*EXERCISE DESCRIPTION*
Set the material down again exactly, line by line, skipping each picture.

*MATERIAL PROVIDED*
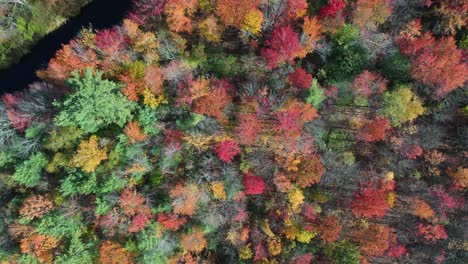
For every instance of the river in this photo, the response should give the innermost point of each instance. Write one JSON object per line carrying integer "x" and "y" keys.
{"x": 100, "y": 14}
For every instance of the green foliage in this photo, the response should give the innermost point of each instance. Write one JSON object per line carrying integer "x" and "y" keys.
{"x": 78, "y": 252}
{"x": 401, "y": 105}
{"x": 316, "y": 94}
{"x": 29, "y": 172}
{"x": 96, "y": 103}
{"x": 222, "y": 65}
{"x": 343, "y": 252}
{"x": 396, "y": 67}
{"x": 59, "y": 226}
{"x": 63, "y": 138}
{"x": 349, "y": 56}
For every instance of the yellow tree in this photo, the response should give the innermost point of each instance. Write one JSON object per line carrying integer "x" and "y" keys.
{"x": 89, "y": 155}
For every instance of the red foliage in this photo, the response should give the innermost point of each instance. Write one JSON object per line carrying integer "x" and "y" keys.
{"x": 329, "y": 229}
{"x": 300, "y": 79}
{"x": 295, "y": 9}
{"x": 213, "y": 104}
{"x": 145, "y": 9}
{"x": 171, "y": 221}
{"x": 248, "y": 128}
{"x": 374, "y": 130}
{"x": 233, "y": 12}
{"x": 253, "y": 184}
{"x": 431, "y": 233}
{"x": 302, "y": 259}
{"x": 282, "y": 47}
{"x": 412, "y": 152}
{"x": 109, "y": 40}
{"x": 139, "y": 222}
{"x": 437, "y": 63}
{"x": 66, "y": 61}
{"x": 332, "y": 8}
{"x": 368, "y": 83}
{"x": 396, "y": 251}
{"x": 370, "y": 202}
{"x": 227, "y": 150}
{"x": 18, "y": 121}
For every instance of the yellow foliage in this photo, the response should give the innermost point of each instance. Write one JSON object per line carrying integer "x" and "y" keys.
{"x": 296, "y": 199}
{"x": 253, "y": 21}
{"x": 274, "y": 247}
{"x": 89, "y": 155}
{"x": 218, "y": 190}
{"x": 200, "y": 142}
{"x": 391, "y": 199}
{"x": 246, "y": 252}
{"x": 305, "y": 236}
{"x": 153, "y": 100}
{"x": 266, "y": 229}
{"x": 211, "y": 29}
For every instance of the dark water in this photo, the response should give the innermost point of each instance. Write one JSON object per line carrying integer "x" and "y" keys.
{"x": 100, "y": 14}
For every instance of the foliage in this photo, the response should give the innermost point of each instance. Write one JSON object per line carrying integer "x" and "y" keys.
{"x": 401, "y": 105}
{"x": 29, "y": 172}
{"x": 94, "y": 104}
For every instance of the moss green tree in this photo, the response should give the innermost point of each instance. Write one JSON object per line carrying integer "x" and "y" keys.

*EXPECTED ANSWER*
For every instance of the river in this photo, the response should give the innermost point of each instance. Write one JSON object per line carrying integer "x" and "y" keys.
{"x": 100, "y": 14}
For every instance of the green foliage in this photo, the response should give the innermost point of each instance. Write one JSON object per line carrying integer "x" and "y" keys.
{"x": 78, "y": 252}
{"x": 401, "y": 105}
{"x": 316, "y": 94}
{"x": 29, "y": 172}
{"x": 96, "y": 103}
{"x": 222, "y": 65}
{"x": 343, "y": 252}
{"x": 396, "y": 67}
{"x": 59, "y": 226}
{"x": 63, "y": 138}
{"x": 349, "y": 56}
For every instance of the yellow tree in this photo, the response should give the innermost point of each instance. Write one JSON object per line carrying integer "x" and "y" keys.
{"x": 89, "y": 155}
For every instance of the red foliage in this photo, the response should give the innermost point of each instance. Write one JSON object per line carrying integer "x" and "y" keys.
{"x": 329, "y": 229}
{"x": 300, "y": 79}
{"x": 295, "y": 9}
{"x": 213, "y": 104}
{"x": 145, "y": 9}
{"x": 171, "y": 221}
{"x": 248, "y": 128}
{"x": 374, "y": 130}
{"x": 233, "y": 12}
{"x": 253, "y": 184}
{"x": 431, "y": 233}
{"x": 302, "y": 259}
{"x": 282, "y": 47}
{"x": 412, "y": 152}
{"x": 109, "y": 40}
{"x": 139, "y": 222}
{"x": 437, "y": 63}
{"x": 66, "y": 61}
{"x": 332, "y": 8}
{"x": 368, "y": 83}
{"x": 396, "y": 251}
{"x": 370, "y": 202}
{"x": 227, "y": 150}
{"x": 18, "y": 121}
For every instance of the yellow foliage in this photo, the response should give the innermost point of each instance. Write one JSON object per line carrying integer "x" and "y" keys.
{"x": 296, "y": 199}
{"x": 253, "y": 21}
{"x": 274, "y": 247}
{"x": 89, "y": 155}
{"x": 218, "y": 190}
{"x": 200, "y": 142}
{"x": 391, "y": 199}
{"x": 246, "y": 252}
{"x": 305, "y": 236}
{"x": 153, "y": 100}
{"x": 266, "y": 229}
{"x": 211, "y": 29}
For every instance of the dark water in this photo, the response should give the innermost point of each instance. Write one JSON object per line carrying integer "x" and "y" keys.
{"x": 100, "y": 14}
For every instance of the foliage in this photo, the response should give the innermost point of each instance. Write one JSON object per line carrying integer "x" and "y" keys.
{"x": 401, "y": 105}
{"x": 29, "y": 172}
{"x": 94, "y": 104}
For every instance of the moss green tree in this photo, the response should give the innermost point of each instance. Write one JSON object per line carrying integer "x" and "y" keys.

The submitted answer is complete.